The Eurasier, sometimes referred to as the Eurasian, is a breed of dog that is relatively unknown in America, but in Europe it is widely known as a wonderful companion that maintains his own personality, has a dignified reserve to strangers, a strong bond to its family and that is relatively easy to train.


The Eurasier is a balanced, well-constructed, medium-sized Spitz (Spitzen) type dog with prick ears. It comes in different colors: fawn, red, wolf-grey, black, and black and tan. All color combinations are allowed, except for pure white, white patches, and liver color. Fédération Cynologique Internationale (FCI) standards call for the Eurasier to have a thick undercoat and medium-long, loosely lying guard hair all over the body, with a short coat on the muzzle, face, ears, and front legs. The tail and the back of the front legs (feathers) and hind legs (breeches) should be covered with long hair. The coat on the Eurasier's neck should be slightly longer than on the body, but not forming a mane. The breed may have a pink, blue-black or spotted tongue.

The male has a height of 52 to 60 cm (20-24 inches) at the withers and weighs approximately 23 to 32 kg (50-70 lbs).

The female has a height of 48 to 56 cm (16-18 inches) at the withers and weighs anywhere from 18 to 26 kg (40-60 lbs).


Eurasiers are calm, even-tempered dogs. They are watchful and alert, yet reserved towards strangers without being timid or aggressive. Eurasiers form a strong link to their families and are fond of children. For the full development of these qualities, the Eurasier needs constant close contact with its family, combined with understanding, yet consistent, training. They are extremely sensitive to harsh words or discipline and respond best to soft reprimand. The Eurasier is a combination of the best qualities of the Chow Chow, the Wolfspitz, and the Samoyed, resulting in a dignified, intelligent breed.

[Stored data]
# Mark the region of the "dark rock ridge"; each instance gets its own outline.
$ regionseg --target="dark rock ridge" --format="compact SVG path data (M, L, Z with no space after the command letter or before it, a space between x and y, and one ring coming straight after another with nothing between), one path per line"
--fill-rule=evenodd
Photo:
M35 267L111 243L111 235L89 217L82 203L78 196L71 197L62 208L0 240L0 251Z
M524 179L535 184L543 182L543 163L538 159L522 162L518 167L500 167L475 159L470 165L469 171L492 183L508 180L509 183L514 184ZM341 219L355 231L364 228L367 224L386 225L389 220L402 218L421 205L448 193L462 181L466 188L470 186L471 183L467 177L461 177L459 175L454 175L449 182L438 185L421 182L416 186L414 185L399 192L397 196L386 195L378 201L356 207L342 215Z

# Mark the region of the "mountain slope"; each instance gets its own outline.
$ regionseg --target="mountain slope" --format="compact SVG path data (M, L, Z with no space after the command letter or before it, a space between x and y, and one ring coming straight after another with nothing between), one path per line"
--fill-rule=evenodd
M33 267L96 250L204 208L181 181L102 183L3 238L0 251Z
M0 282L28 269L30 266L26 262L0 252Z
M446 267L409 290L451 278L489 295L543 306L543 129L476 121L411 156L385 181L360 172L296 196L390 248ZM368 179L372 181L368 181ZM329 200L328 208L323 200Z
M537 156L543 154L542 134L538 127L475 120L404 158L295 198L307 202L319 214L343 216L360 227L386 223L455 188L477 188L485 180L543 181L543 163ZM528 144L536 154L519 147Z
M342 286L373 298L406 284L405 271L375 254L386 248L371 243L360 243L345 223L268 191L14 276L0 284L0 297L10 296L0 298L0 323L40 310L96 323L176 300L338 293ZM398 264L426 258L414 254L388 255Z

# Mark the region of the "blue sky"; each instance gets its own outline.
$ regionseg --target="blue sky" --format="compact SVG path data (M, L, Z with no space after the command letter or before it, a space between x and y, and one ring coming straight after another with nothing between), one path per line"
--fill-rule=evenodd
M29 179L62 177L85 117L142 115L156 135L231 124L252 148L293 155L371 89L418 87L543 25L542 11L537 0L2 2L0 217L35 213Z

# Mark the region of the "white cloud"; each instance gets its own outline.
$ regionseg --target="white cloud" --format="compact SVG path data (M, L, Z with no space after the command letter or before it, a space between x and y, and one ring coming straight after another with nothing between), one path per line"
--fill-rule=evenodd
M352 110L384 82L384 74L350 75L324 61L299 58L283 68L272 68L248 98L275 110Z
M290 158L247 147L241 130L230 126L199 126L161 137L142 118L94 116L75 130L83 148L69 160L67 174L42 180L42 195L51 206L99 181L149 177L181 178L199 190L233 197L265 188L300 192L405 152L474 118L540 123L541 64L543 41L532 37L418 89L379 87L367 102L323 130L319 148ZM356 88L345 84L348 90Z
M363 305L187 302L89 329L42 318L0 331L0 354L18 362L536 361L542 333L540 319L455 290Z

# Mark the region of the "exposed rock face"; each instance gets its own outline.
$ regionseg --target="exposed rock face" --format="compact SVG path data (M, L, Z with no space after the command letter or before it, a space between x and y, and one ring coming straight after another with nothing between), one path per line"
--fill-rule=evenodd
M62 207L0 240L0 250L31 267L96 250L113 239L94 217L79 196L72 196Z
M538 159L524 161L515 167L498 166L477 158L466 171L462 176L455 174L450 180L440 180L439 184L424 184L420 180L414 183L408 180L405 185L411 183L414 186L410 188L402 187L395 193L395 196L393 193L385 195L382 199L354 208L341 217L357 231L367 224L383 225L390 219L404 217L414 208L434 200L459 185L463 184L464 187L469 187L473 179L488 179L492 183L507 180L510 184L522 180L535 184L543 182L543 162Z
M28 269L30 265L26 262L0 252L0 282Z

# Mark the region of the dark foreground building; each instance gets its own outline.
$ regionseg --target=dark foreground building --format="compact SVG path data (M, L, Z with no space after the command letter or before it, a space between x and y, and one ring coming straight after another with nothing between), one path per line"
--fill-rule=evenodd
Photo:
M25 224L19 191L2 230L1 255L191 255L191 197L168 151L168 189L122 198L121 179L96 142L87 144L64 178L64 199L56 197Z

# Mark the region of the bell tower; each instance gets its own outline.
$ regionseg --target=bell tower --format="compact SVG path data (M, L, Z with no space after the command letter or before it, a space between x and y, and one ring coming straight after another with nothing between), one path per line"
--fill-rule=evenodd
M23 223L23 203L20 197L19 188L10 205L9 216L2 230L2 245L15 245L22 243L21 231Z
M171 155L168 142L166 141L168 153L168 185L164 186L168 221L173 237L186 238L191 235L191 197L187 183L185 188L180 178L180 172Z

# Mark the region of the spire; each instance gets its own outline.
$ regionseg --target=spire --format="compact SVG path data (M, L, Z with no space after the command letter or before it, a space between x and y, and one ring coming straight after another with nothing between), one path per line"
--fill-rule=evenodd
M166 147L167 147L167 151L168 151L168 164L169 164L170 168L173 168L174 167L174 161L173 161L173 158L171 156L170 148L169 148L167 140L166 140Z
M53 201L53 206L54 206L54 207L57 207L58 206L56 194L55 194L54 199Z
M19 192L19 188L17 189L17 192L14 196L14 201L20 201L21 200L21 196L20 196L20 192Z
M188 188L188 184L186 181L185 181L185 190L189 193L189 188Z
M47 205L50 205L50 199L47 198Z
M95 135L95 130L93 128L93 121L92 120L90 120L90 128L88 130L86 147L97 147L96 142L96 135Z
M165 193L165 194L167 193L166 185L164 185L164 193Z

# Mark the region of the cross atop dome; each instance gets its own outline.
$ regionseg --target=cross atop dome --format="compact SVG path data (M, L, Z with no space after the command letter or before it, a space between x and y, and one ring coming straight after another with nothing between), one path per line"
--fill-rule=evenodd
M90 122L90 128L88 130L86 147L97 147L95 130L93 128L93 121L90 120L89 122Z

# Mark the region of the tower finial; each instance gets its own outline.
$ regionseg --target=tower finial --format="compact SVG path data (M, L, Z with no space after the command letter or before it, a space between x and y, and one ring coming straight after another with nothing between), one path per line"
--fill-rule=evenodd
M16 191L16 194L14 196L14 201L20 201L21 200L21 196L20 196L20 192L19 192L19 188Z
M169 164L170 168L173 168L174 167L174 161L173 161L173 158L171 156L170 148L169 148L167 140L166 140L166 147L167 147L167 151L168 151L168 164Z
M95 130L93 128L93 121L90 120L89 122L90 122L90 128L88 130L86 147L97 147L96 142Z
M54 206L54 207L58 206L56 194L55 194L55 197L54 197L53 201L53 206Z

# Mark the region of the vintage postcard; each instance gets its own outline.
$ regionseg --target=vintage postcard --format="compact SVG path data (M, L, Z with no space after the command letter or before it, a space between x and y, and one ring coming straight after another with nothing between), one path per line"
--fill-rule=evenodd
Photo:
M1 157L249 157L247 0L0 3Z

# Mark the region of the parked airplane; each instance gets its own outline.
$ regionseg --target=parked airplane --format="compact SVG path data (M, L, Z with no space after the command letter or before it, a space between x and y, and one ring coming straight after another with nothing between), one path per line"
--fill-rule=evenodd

● **YOUR INSTRUCTIONS**: Copy out the full passage about the Eurasier dog breed, word for word.

● **SOLUTION FOR THIS PROBLEM**:
The Eurasier, sometimes referred to as the Eurasian, is a breed of dog that is relatively unknown in America, but in Europe it is widely known as a wonderful companion that maintains his own personality, has a dignified reserve to strangers, a strong bond to its family and that is relatively easy to train.


The Eurasier is a balanced, well-constructed, medium-sized Spitz (Spitzen) type dog with prick ears. It comes in different colors: fawn, red, wolf-grey, black, and black and tan. All color combinations are allowed, except for pure white, white patches, and liver color. Fédération Cynologique Internationale (FCI) standards call for the Eurasier to have a thick undercoat and medium-long, loosely lying guard hair all over the body, with a short coat on the muzzle, face, ears, and front legs. The tail and the back of the front legs (feathers) and hind legs (breeches) should be covered with long hair. The coat on the Eurasier's neck should be slightly longer than on the body, but not forming a mane. The breed may have a pink, blue-black or spotted tongue.

The male has a height of 52 to 60 cm (20-24 inches) at the withers and weighs approximately 23 to 32 kg (50-70 lbs).

The female has a height of 48 to 56 cm (16-18 inches) at the withers and weighs anywhere from 18 to 26 kg (40-60 lbs).


Eurasiers are calm, even-tempered dogs. They are watchful and alert, yet reserved towards strangers without being timid or aggressive. Eurasiers form a strong link to their families and are fond of children. For the full development of these qualities, the Eurasier needs constant close contact with its family, combined with understanding, yet consistent, training. They are extremely sensitive to harsh words or discipline and respond best to soft reprimand. The Eurasier is a combination of the best qualities of the Chow Chow, the Wolfspitz, and the Samoyed, resulting in a dignified, intelligent breed.